What you have to do: Copy every one of the entries below character for character, keeping each line unchanged.

-- Exercise material start --

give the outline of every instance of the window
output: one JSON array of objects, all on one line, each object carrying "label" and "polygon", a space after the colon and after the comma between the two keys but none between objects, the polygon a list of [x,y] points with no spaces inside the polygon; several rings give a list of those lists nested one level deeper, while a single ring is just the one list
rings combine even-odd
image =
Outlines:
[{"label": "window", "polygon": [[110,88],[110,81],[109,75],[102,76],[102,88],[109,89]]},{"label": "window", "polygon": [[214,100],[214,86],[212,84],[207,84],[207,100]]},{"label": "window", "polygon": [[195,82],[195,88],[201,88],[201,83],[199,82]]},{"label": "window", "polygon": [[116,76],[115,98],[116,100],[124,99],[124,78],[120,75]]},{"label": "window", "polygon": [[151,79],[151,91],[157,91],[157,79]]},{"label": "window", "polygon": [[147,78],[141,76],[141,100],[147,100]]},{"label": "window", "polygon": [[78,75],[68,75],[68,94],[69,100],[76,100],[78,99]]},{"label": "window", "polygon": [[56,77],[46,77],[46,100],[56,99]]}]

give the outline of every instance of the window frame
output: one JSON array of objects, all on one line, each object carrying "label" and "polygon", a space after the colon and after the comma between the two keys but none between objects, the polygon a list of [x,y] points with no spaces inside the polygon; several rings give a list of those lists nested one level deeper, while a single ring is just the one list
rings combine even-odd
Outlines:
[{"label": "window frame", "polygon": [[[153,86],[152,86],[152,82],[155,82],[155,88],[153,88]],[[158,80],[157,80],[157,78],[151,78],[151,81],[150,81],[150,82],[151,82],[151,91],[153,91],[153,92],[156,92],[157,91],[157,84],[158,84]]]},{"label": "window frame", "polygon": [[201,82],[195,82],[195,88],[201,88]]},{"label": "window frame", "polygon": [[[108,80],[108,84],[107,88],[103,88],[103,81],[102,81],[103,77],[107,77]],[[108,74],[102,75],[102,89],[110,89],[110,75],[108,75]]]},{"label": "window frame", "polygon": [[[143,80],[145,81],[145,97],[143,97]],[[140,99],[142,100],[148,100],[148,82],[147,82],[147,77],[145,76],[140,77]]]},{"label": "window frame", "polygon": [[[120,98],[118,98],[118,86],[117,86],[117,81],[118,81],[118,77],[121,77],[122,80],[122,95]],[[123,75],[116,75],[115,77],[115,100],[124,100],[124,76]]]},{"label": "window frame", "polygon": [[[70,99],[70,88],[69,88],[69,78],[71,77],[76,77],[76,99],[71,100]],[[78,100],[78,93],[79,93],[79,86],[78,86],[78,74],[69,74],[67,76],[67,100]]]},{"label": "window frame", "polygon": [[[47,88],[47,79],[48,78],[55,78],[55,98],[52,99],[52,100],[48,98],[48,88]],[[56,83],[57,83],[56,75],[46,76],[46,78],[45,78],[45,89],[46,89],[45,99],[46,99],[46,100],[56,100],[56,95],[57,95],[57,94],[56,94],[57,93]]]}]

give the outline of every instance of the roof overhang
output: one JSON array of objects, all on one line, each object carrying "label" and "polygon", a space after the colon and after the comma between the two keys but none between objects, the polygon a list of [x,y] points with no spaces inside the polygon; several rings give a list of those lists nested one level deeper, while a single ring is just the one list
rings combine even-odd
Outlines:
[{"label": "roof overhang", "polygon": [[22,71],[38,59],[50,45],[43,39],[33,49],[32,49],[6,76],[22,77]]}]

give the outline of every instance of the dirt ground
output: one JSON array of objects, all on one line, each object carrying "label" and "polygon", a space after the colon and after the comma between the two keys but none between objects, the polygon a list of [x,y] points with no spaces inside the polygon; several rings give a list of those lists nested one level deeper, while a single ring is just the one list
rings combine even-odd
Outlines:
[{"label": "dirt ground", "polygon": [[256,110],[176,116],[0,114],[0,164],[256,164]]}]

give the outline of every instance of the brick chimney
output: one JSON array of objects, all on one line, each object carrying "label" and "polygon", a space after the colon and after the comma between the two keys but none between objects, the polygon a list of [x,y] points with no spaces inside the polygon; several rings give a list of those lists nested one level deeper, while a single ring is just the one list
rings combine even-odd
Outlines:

-- Exercise material end --

Finished task:
give the outline of every instance of the window
output: one JSON array of objects, all on one line, each object carrying "label" and "polygon", a space after the colon and after the comma between the two keys but none between objects, the polygon a list of [x,y] points with no spaces inside the polygon; several rings give a list of those lists nested one level deeper, while a single ring is just the one list
rings combine even-odd
image =
Outlines:
[{"label": "window", "polygon": [[110,88],[110,81],[109,75],[102,76],[102,88],[109,89]]},{"label": "window", "polygon": [[214,100],[214,86],[212,84],[207,84],[207,100]]},{"label": "window", "polygon": [[195,82],[195,88],[201,88],[201,83],[199,82]]},{"label": "window", "polygon": [[116,76],[115,98],[116,100],[124,99],[124,78],[120,75]]},{"label": "window", "polygon": [[151,79],[151,91],[157,91],[157,79]]},{"label": "window", "polygon": [[147,78],[141,76],[141,100],[147,100]]},{"label": "window", "polygon": [[78,75],[68,75],[68,94],[69,100],[76,100],[78,99]]},{"label": "window", "polygon": [[56,77],[46,77],[46,100],[56,99]]}]

give the outline of every instance of the window frame
output: one JSON array of objects, all on one line, each object carrying "label" and "polygon", a space after the colon and after the comma between the two keys but none between objects, the polygon a list of [x,y] points with no spaces inside the polygon; several rings give a list of those lists nested one level deeper, while a single ring is just the one list
rings combine even-odd
Outlines:
[{"label": "window frame", "polygon": [[[153,86],[152,86],[152,82],[155,82],[155,88],[153,88]],[[158,80],[157,80],[157,78],[151,78],[151,81],[150,81],[150,82],[151,82],[151,91],[153,91],[153,92],[156,92],[157,91],[157,84],[158,84]]]},{"label": "window frame", "polygon": [[201,82],[195,82],[195,88],[201,88]]},{"label": "window frame", "polygon": [[[108,80],[108,84],[107,88],[103,88],[103,81],[102,81],[103,77],[107,77]],[[108,74],[102,75],[102,89],[110,89],[110,75],[108,75]]]},{"label": "window frame", "polygon": [[[143,80],[145,81],[145,97],[143,97]],[[140,99],[142,100],[148,100],[148,82],[147,82],[147,77],[145,76],[140,77]]]},{"label": "window frame", "polygon": [[[120,98],[118,98],[118,86],[117,86],[117,81],[118,81],[118,77],[121,77],[122,80],[122,95]],[[123,75],[116,75],[115,77],[115,100],[124,100],[124,76]]]},{"label": "window frame", "polygon": [[[70,99],[70,88],[69,88],[69,78],[71,77],[76,77],[76,99],[71,100]],[[78,100],[78,93],[79,93],[79,86],[78,86],[78,74],[69,74],[67,76],[67,100]]]},{"label": "window frame", "polygon": [[[47,88],[47,79],[48,78],[55,78],[55,98],[52,99],[52,100],[48,98],[48,88]],[[56,83],[57,83],[56,75],[46,76],[46,78],[45,78],[45,89],[46,89],[45,99],[46,99],[46,100],[56,100],[56,95],[57,95],[57,94],[56,94],[57,93]]]}]

give the outline of every instance of the roof overhang
output: one JSON array of objects, all on one line, each object carrying "label" and "polygon", a space after the colon and after the comma between the two keys but none between objects, the polygon a list of [x,y] points with no spaces inside the polygon; several rings give a list of those lists nested one level deeper, while a single ring is just the one list
rings combine even-odd
Outlines:
[{"label": "roof overhang", "polygon": [[22,71],[38,59],[50,45],[43,39],[33,49],[32,49],[6,76],[22,77]]}]

give the outline of every instance of the dirt ground
output: one JSON array of objects, all on one line, each object carrying "label" and "polygon", a space after the colon and after the comma between the two keys but none between objects, the polygon a list of [x,y] points with no spaces inside the polygon; several rings give a list of those lists nested one level deeper, while a single ring is just the one list
rings combine even-odd
Outlines:
[{"label": "dirt ground", "polygon": [[256,110],[176,116],[0,114],[0,164],[256,164]]}]

give the outline of every instance of the brick chimney
output: one JSON array of objects, all on one line, each object carrying "label" and "polygon", a space after the colon and after the comma between the two keys but none between objects, the polygon a list of [x,y] points with no spaces inside the polygon; several rings give a list of those lists nested one level deeper, while a single ring is just the one list
rings combine even-odd
Outlines:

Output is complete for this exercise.